Task objective:
Please repeat every one of the records below word for word, leaving the pictures out of your answer.

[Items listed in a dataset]
* start *
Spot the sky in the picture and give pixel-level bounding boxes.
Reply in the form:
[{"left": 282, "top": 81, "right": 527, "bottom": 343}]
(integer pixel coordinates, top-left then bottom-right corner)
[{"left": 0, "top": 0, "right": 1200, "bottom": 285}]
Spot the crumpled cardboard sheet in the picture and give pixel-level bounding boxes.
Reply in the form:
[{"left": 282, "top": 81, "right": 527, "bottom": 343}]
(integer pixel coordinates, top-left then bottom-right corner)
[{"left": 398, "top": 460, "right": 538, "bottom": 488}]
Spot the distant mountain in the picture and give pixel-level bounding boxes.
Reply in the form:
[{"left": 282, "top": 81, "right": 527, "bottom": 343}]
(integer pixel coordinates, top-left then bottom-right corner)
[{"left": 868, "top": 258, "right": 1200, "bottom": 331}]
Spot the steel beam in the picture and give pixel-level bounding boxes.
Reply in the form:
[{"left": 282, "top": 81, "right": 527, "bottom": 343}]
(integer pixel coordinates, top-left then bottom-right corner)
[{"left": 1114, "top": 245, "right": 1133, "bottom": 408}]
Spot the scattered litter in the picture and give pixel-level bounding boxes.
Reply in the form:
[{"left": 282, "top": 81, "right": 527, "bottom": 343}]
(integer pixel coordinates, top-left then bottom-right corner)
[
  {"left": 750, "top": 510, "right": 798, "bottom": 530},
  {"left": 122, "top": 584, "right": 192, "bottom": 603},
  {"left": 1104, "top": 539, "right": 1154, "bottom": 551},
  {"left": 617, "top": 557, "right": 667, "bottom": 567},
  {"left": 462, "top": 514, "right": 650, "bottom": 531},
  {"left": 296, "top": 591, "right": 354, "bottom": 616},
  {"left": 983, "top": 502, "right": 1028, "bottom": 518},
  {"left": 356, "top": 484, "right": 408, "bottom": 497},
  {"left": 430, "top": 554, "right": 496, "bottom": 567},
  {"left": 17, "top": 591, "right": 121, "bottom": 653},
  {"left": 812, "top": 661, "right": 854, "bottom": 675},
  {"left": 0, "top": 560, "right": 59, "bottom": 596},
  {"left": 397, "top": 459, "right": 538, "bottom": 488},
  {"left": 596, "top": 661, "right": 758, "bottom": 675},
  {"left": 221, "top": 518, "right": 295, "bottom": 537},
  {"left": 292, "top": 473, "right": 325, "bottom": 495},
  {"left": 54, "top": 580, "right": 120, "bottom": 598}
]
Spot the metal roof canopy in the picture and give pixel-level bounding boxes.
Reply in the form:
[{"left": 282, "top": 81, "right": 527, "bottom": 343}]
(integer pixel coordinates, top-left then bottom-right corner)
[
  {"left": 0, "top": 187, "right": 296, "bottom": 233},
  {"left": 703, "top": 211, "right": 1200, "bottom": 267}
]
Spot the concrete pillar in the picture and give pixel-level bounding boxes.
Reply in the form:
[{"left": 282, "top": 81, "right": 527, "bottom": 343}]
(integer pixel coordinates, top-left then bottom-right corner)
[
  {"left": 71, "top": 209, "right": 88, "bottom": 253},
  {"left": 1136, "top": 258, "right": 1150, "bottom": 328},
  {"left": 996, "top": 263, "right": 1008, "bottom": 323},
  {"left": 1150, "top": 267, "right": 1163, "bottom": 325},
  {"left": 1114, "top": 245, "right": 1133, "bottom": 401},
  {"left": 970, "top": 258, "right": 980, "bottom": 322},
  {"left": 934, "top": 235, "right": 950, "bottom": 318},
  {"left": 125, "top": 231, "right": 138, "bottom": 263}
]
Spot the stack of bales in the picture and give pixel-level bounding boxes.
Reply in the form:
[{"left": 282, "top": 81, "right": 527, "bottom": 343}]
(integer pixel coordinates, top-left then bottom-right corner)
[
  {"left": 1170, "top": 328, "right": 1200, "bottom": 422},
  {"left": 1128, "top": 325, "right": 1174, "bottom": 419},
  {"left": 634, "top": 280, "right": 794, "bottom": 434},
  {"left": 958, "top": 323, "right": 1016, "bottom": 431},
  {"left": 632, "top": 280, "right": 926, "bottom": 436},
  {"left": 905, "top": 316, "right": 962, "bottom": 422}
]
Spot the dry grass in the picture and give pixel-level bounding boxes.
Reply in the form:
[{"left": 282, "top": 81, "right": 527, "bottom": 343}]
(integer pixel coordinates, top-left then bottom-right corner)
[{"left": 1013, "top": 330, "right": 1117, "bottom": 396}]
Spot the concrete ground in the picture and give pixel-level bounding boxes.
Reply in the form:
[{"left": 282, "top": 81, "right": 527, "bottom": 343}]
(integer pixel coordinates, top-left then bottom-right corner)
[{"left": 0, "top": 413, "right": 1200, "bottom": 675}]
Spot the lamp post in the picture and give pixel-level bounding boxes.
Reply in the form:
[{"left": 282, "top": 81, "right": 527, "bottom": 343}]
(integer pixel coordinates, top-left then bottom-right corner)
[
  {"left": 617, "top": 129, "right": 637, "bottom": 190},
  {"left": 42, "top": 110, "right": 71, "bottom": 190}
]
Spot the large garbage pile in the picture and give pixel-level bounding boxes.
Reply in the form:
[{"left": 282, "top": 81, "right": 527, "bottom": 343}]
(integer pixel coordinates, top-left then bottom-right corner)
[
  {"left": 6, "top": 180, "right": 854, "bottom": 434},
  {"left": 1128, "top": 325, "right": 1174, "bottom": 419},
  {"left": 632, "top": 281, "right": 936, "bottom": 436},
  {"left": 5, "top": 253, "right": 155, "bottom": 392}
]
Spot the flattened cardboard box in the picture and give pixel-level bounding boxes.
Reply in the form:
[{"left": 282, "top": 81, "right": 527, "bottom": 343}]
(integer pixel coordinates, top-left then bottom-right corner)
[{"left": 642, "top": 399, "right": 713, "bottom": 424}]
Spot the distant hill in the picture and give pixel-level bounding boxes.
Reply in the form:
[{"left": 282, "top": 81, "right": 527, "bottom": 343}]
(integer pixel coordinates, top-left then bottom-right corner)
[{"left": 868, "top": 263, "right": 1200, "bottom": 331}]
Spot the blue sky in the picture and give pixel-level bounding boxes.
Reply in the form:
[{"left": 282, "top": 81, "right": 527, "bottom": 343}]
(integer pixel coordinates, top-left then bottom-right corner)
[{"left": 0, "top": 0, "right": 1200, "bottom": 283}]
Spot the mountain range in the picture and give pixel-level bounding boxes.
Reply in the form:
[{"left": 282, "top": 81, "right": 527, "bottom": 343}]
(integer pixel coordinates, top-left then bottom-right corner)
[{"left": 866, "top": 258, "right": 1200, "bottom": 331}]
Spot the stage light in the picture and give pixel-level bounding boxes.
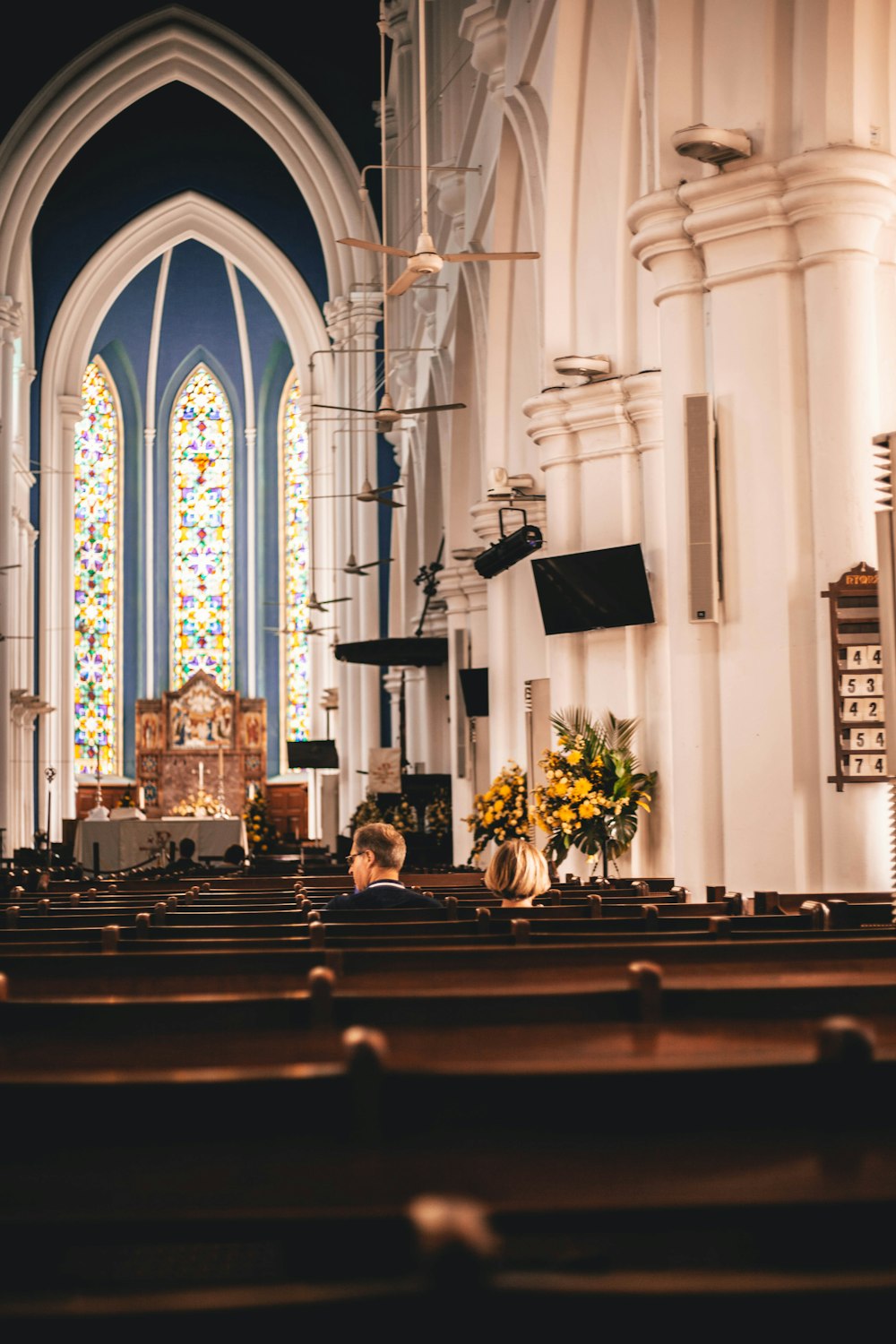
* end *
Final result:
Spot the sky in the picture and give pixel-level bounding boxes.
Reply in the form:
[{"left": 282, "top": 81, "right": 527, "bottom": 343}]
(integer pixel coordinates, top-left then bottom-right corner)
[{"left": 0, "top": 0, "right": 1200, "bottom": 285}]
Spot the crumpled cardboard sheet in the picture and give pixel-level bounding boxes.
Reply in the form:
[{"left": 282, "top": 81, "right": 527, "bottom": 343}]
(integer pixel coordinates, top-left then bottom-right corner)
[{"left": 398, "top": 460, "right": 538, "bottom": 488}]
Spot the distant mountain in the picture and give pixel-level bounding boxes.
Reply in the form:
[{"left": 282, "top": 81, "right": 527, "bottom": 343}]
(integer pixel coordinates, top-left then bottom-right corner)
[{"left": 868, "top": 258, "right": 1200, "bottom": 331}]
Spot the steel beam in the picture and give pixel-level bounding boxes.
Reply in the form:
[{"left": 282, "top": 81, "right": 527, "bottom": 343}]
(integer pixel coordinates, top-left then bottom-right corner)
[{"left": 1114, "top": 245, "right": 1133, "bottom": 408}]
Spot the scattered litter in the picture and give pixel-level bounding boxes.
Reply in the form:
[{"left": 282, "top": 81, "right": 527, "bottom": 343}]
(integer pixel coordinates, top-left then bottom-right corner)
[
  {"left": 750, "top": 510, "right": 798, "bottom": 530},
  {"left": 122, "top": 584, "right": 192, "bottom": 603},
  {"left": 1104, "top": 539, "right": 1154, "bottom": 551},
  {"left": 617, "top": 557, "right": 667, "bottom": 567},
  {"left": 462, "top": 514, "right": 650, "bottom": 531},
  {"left": 296, "top": 591, "right": 354, "bottom": 616},
  {"left": 983, "top": 502, "right": 1028, "bottom": 518},
  {"left": 356, "top": 484, "right": 408, "bottom": 497},
  {"left": 430, "top": 554, "right": 496, "bottom": 567},
  {"left": 17, "top": 591, "right": 121, "bottom": 653},
  {"left": 812, "top": 661, "right": 854, "bottom": 675},
  {"left": 0, "top": 560, "right": 59, "bottom": 596},
  {"left": 397, "top": 459, "right": 538, "bottom": 488},
  {"left": 596, "top": 661, "right": 758, "bottom": 675},
  {"left": 221, "top": 518, "right": 295, "bottom": 537},
  {"left": 292, "top": 473, "right": 325, "bottom": 495},
  {"left": 54, "top": 580, "right": 120, "bottom": 598}
]
Spot the metal roof canopy in the picture and give pixel-level bounding boxes.
Reply in the form:
[{"left": 282, "top": 81, "right": 527, "bottom": 343}]
(integer pixel coordinates, top-left then bottom-right corner)
[
  {"left": 0, "top": 187, "right": 296, "bottom": 233},
  {"left": 703, "top": 211, "right": 1200, "bottom": 267}
]
Spot the concrete pillar in the picture and give pixel-level bounding boxes.
Reply in the form:
[{"left": 282, "top": 81, "right": 527, "bottom": 343}]
(integer pixel coordinates, top-left then bottom-right corner)
[
  {"left": 71, "top": 209, "right": 88, "bottom": 253},
  {"left": 1136, "top": 258, "right": 1150, "bottom": 328},
  {"left": 996, "top": 263, "right": 1008, "bottom": 323},
  {"left": 1150, "top": 267, "right": 1163, "bottom": 325},
  {"left": 1114, "top": 245, "right": 1133, "bottom": 401},
  {"left": 970, "top": 258, "right": 980, "bottom": 322},
  {"left": 934, "top": 235, "right": 950, "bottom": 318},
  {"left": 125, "top": 231, "right": 138, "bottom": 263}
]
Spot the stack of bales in the picture and give pixel-level bounding boxes.
Reply in the form:
[{"left": 282, "top": 81, "right": 527, "bottom": 343}]
(integer pixel coordinates, top-left then bottom-right corner)
[
  {"left": 1170, "top": 328, "right": 1200, "bottom": 422},
  {"left": 1128, "top": 325, "right": 1174, "bottom": 419},
  {"left": 634, "top": 280, "right": 794, "bottom": 434},
  {"left": 958, "top": 323, "right": 1016, "bottom": 431},
  {"left": 632, "top": 280, "right": 926, "bottom": 436},
  {"left": 905, "top": 316, "right": 962, "bottom": 422}
]
Spot the dry grass in the picture and give pixel-level bounding boxes.
Reply in the form:
[{"left": 282, "top": 81, "right": 527, "bottom": 343}]
(integer pixel coordinates, top-left then bottom-right corner)
[{"left": 1013, "top": 330, "right": 1117, "bottom": 396}]
Spot the concrete ground in the picture and give pixel-level bounding boxes.
Reply in the form:
[{"left": 282, "top": 81, "right": 527, "bottom": 343}]
(integer pixel coordinates, top-left then bottom-right corner)
[{"left": 0, "top": 413, "right": 1200, "bottom": 675}]
Spot the lamp post in the picture and give pixel-level bounding boxes.
Reply in the form:
[{"left": 282, "top": 81, "right": 527, "bottom": 343}]
(integer pixel coordinates, top-left then bottom-right corner)
[
  {"left": 617, "top": 129, "right": 637, "bottom": 190},
  {"left": 42, "top": 110, "right": 71, "bottom": 190}
]
Spot the large garbage pile in the picture and give pixel-level bounding boxes.
Reply in the form:
[{"left": 282, "top": 81, "right": 527, "bottom": 343}]
(integer pixel coordinates, top-left then bottom-right corner)
[
  {"left": 6, "top": 180, "right": 854, "bottom": 434},
  {"left": 1128, "top": 325, "right": 1174, "bottom": 419},
  {"left": 632, "top": 281, "right": 936, "bottom": 436},
  {"left": 5, "top": 253, "right": 155, "bottom": 392}
]
Spot the flattened cardboard box in the picture and give pixel-level bounding boxes.
Reply in the form:
[{"left": 282, "top": 81, "right": 527, "bottom": 343}]
(integer pixel coordinates, top-left then bottom-right corner)
[{"left": 642, "top": 399, "right": 713, "bottom": 424}]
Spot the distant hill in the picture and give pixel-level bounding boxes.
Reply in the form:
[{"left": 282, "top": 81, "right": 527, "bottom": 343}]
(integer pixel coordinates, top-left then bottom-right corner)
[{"left": 868, "top": 263, "right": 1200, "bottom": 331}]
Spot the blue sky in the picture and give pixel-level bounding boxes.
Reply in the form:
[{"left": 282, "top": 81, "right": 527, "bottom": 343}]
(integer pixel coordinates, top-left then bottom-right corner)
[{"left": 0, "top": 0, "right": 1200, "bottom": 283}]
Spot the mountain range in the picture and give pixel-level bounding boxes.
Reply in the form:
[{"left": 282, "top": 81, "right": 527, "bottom": 343}]
(integer pixel coordinates, top-left then bottom-right corner)
[{"left": 866, "top": 258, "right": 1200, "bottom": 331}]
Spot the stage light in the picture and give pixel-level bounding boxes.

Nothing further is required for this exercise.